▶ **BRIEF**
Repeat every entry exactly as it stands. Omit the images.

(Source data)

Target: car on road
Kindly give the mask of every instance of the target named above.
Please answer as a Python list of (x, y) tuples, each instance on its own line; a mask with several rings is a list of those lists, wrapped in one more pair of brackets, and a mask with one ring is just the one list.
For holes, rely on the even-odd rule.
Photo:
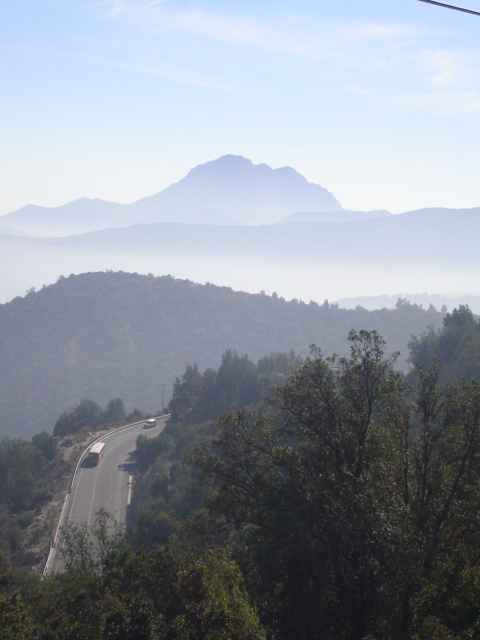
[(153, 427), (157, 426), (157, 421), (155, 420), (155, 418), (149, 418), (148, 420), (145, 420), (145, 422), (143, 423), (143, 428), (144, 429), (152, 429)]

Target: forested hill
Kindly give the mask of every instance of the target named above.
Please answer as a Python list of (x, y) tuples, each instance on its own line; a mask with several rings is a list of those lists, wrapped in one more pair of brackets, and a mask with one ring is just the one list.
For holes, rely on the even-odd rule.
[(443, 314), (399, 303), (394, 310), (286, 302), (211, 284), (127, 273), (60, 278), (0, 305), (0, 436), (52, 431), (82, 398), (153, 411), (188, 363), (217, 367), (227, 349), (253, 360), (271, 352), (347, 352), (350, 329), (377, 329), (391, 350)]

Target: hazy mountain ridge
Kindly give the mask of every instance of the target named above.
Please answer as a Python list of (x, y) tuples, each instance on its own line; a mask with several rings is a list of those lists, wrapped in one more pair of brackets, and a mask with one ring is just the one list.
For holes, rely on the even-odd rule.
[(310, 183), (291, 167), (254, 165), (242, 156), (226, 155), (198, 165), (179, 182), (131, 204), (79, 198), (58, 207), (27, 205), (0, 217), (0, 233), (65, 237), (125, 228), (136, 224), (270, 225), (276, 223), (378, 224), (413, 217), (434, 225), (452, 215), (480, 214), (480, 207), (441, 207), (407, 211), (345, 210), (324, 187)]
[[(0, 235), (0, 300), (58, 276), (105, 269), (215, 282), (322, 301), (478, 289), (480, 209), (343, 224), (137, 224), (66, 238)], [(14, 268), (12, 268), (14, 266)]]
[(430, 219), (436, 219), (442, 216), (451, 216), (453, 214), (473, 214), (480, 215), (480, 207), (469, 207), (463, 209), (451, 209), (448, 207), (426, 207), (423, 209), (412, 209), (411, 211), (405, 211), (402, 216), (425, 216)]
[[(415, 215), (414, 215), (415, 214)], [(5, 237), (5, 236), (4, 236)], [(10, 237), (10, 236), (8, 236)], [(135, 224), (65, 238), (28, 238), (30, 246), (65, 249), (108, 248), (148, 251), (168, 239), (168, 250), (238, 255), (260, 250), (276, 257), (291, 255), (350, 263), (480, 260), (480, 208), (424, 210), (406, 214), (352, 220), (290, 222), (288, 225), (193, 225), (186, 223)], [(16, 238), (22, 242), (22, 238)], [(151, 246), (150, 246), (151, 245)], [(167, 249), (166, 246), (162, 247)]]
[(24, 207), (0, 218), (0, 270), (9, 274), (0, 301), (61, 273), (106, 269), (316, 301), (478, 289), (480, 207), (398, 215), (339, 207), (294, 169), (240, 156), (199, 165), (130, 205)]
[[(189, 363), (216, 367), (227, 349), (253, 360), (316, 343), (345, 353), (352, 328), (378, 329), (408, 355), (411, 334), (442, 314), (402, 306), (346, 311), (172, 277), (90, 273), (0, 305), (0, 437), (51, 431), (88, 397), (153, 411)], [(405, 360), (403, 360), (405, 362)]]
[(125, 207), (98, 198), (79, 198), (59, 207), (26, 205), (0, 217), (0, 232), (9, 228), (19, 235), (55, 237), (125, 226), (132, 223)]
[(2, 216), (0, 231), (65, 236), (136, 223), (268, 224), (301, 210), (341, 209), (330, 192), (291, 167), (272, 169), (228, 155), (131, 204), (80, 198), (60, 207), (27, 205)]
[(325, 212), (298, 212), (279, 220), (278, 224), (290, 224), (292, 222), (356, 222), (357, 220), (370, 220), (374, 218), (386, 218), (391, 216), (390, 211), (380, 209), (378, 211), (352, 211), (342, 209), (340, 211)]
[[(61, 239), (30, 239), (33, 246), (189, 255), (272, 257), (352, 265), (480, 264), (480, 209), (396, 215), (345, 224), (230, 226), (138, 224)], [(162, 246), (163, 243), (163, 246)], [(168, 246), (167, 246), (168, 243)]]

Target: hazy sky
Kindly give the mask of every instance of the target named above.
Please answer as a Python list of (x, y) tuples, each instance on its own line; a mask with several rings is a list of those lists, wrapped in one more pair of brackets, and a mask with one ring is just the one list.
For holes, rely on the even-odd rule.
[(0, 213), (130, 202), (227, 153), (293, 166), (348, 208), (480, 205), (480, 17), (417, 0), (0, 0)]

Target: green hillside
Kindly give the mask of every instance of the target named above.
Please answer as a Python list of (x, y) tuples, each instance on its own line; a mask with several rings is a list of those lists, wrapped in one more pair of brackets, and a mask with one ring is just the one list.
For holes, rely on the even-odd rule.
[(0, 305), (0, 436), (52, 431), (83, 398), (127, 411), (153, 411), (171, 396), (188, 363), (218, 367), (228, 349), (258, 360), (271, 352), (306, 356), (347, 352), (350, 329), (377, 329), (405, 365), (408, 341), (435, 309), (399, 303), (395, 310), (339, 309), (287, 302), (170, 276), (87, 273)]

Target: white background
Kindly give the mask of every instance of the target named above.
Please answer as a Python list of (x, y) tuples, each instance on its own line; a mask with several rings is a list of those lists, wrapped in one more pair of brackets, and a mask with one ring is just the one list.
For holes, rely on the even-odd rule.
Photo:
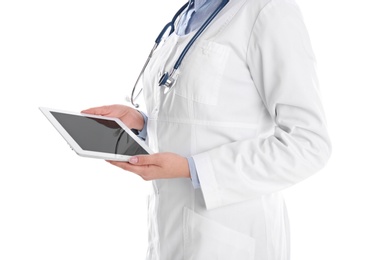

▶ **SOLUTION TO THE EXERCISE**
Target: car on road
Kindly give the mask of every instance of the target named above.
Please answer as a Python list of (x, y) tuples, each instance on its own line; a mask with several rings is a list of those lists, wrapped in one more pair of brackets, and a mask with one ring is just the one list.
For holes, rely on the even-odd rule.
Photo:
[(153, 427), (157, 426), (157, 421), (155, 420), (155, 418), (149, 418), (148, 420), (145, 420), (145, 422), (143, 423), (143, 428), (144, 429), (152, 429)]

Target: forested hill
Kindly give the mask of every instance of the target named above.
Please answer as a Python list of (x, y) tuples, each instance on its own line; a mask with several rings is a list of those lists, wrapped in one more pair of brackets, and a mask with one ring is just the one list.
For holes, rely on the even-odd rule.
[(443, 314), (399, 303), (394, 310), (286, 302), (211, 284), (127, 273), (60, 278), (0, 305), (0, 436), (52, 431), (82, 398), (153, 411), (188, 363), (217, 367), (227, 349), (253, 360), (271, 352), (347, 352), (350, 329), (377, 329), (391, 350)]

Target: hazy mountain ridge
Kindly give the mask of every instance of the target named above.
Please answer as a Python list of (x, y) tuples, each instance on its own line; a mask with several rings is a list of those lists, wrapped in one more pair of brackets, and a mask with one ring is just the one list.
For holes, rely on the even-odd rule.
[(310, 183), (291, 167), (254, 165), (242, 156), (226, 155), (198, 165), (179, 182), (131, 204), (79, 198), (58, 207), (27, 205), (0, 217), (0, 233), (65, 237), (125, 228), (136, 224), (270, 225), (276, 223), (378, 224), (413, 217), (434, 225), (452, 215), (480, 214), (480, 207), (441, 207), (407, 211), (345, 210), (324, 187)]
[[(0, 235), (0, 300), (58, 276), (105, 269), (215, 282), (322, 301), (478, 289), (480, 209), (343, 224), (137, 224), (66, 238)], [(14, 268), (12, 268), (14, 266)]]
[(430, 219), (436, 219), (442, 216), (451, 216), (453, 214), (473, 214), (480, 215), (480, 207), (469, 207), (463, 209), (451, 209), (448, 207), (426, 207), (423, 209), (412, 209), (411, 211), (405, 211), (402, 216), (425, 216)]
[[(415, 215), (414, 215), (415, 214)], [(5, 237), (5, 236), (4, 236)], [(10, 237), (10, 236), (8, 236)], [(135, 224), (65, 238), (28, 238), (30, 246), (65, 249), (108, 248), (148, 251), (168, 239), (168, 250), (238, 255), (260, 250), (276, 257), (291, 255), (350, 263), (480, 260), (480, 208), (424, 210), (406, 214), (352, 220), (290, 222), (288, 225), (193, 225), (186, 223)], [(16, 238), (22, 242), (22, 238)], [(151, 246), (150, 246), (151, 245)], [(167, 249), (166, 246), (162, 247)]]
[(24, 207), (0, 218), (0, 270), (9, 274), (0, 301), (61, 273), (106, 269), (316, 301), (478, 289), (480, 207), (398, 215), (339, 207), (294, 169), (240, 156), (199, 165), (130, 205)]
[[(189, 363), (216, 367), (227, 349), (253, 360), (316, 343), (345, 353), (352, 328), (378, 329), (408, 355), (411, 334), (442, 314), (402, 306), (346, 311), (172, 277), (90, 273), (0, 305), (0, 437), (51, 431), (88, 397), (153, 411)], [(405, 360), (403, 360), (405, 362)]]
[(125, 207), (98, 198), (79, 198), (59, 207), (26, 205), (0, 217), (0, 232), (9, 228), (19, 235), (55, 237), (125, 226), (132, 223)]
[(2, 216), (0, 231), (65, 236), (136, 223), (268, 224), (301, 210), (341, 209), (330, 192), (291, 167), (272, 169), (228, 155), (131, 204), (80, 198), (60, 207), (27, 205)]
[(325, 212), (298, 212), (279, 220), (278, 224), (290, 224), (292, 222), (356, 222), (357, 220), (370, 220), (374, 218), (386, 218), (391, 216), (390, 211), (380, 209), (378, 211), (352, 211), (342, 209), (340, 211)]
[[(61, 239), (30, 239), (33, 246), (189, 255), (272, 257), (352, 265), (480, 264), (480, 209), (396, 215), (345, 224), (230, 226), (138, 224)], [(162, 246), (163, 243), (163, 246)], [(168, 246), (167, 246), (168, 243)]]

Target: hazy sky
Kindly give the mask of every instance of the target named above.
Please answer as a Python list of (x, y) tuples, each instance on its own line; a mask with several rings is a list of those lists, wrapped in one more pair of brackets, and a mask with one ring is just the one list.
For holes, rely on the even-odd rule.
[(0, 213), (130, 202), (227, 153), (293, 166), (348, 208), (480, 205), (480, 17), (417, 0), (0, 0)]

Target: green hillside
Kindly give the mask of every instance of the target named above.
Please answer as a Python list of (x, y) tuples, each instance on its own line; a mask with several rings is a list of those lists, wrapped in one more pair of brackets, and a mask with one ring is just the one list.
For holes, rely on the even-odd rule.
[(0, 305), (0, 436), (52, 431), (83, 398), (127, 411), (153, 411), (171, 396), (188, 363), (218, 367), (228, 349), (258, 360), (271, 352), (306, 356), (347, 352), (350, 329), (377, 329), (405, 365), (408, 341), (435, 309), (399, 303), (395, 310), (339, 309), (287, 302), (170, 276), (87, 273)]

Target: white background
Kindly give the mask of every instance of the target named above.
Please answer as a Python list of (x, y) tuples, each instance on its own line; a mask with several rings is a list of those lists, wrapped in one more pair of brackets, and a mask with one ring is just the one list.
For holes, rely on the even-odd rule.
Photo:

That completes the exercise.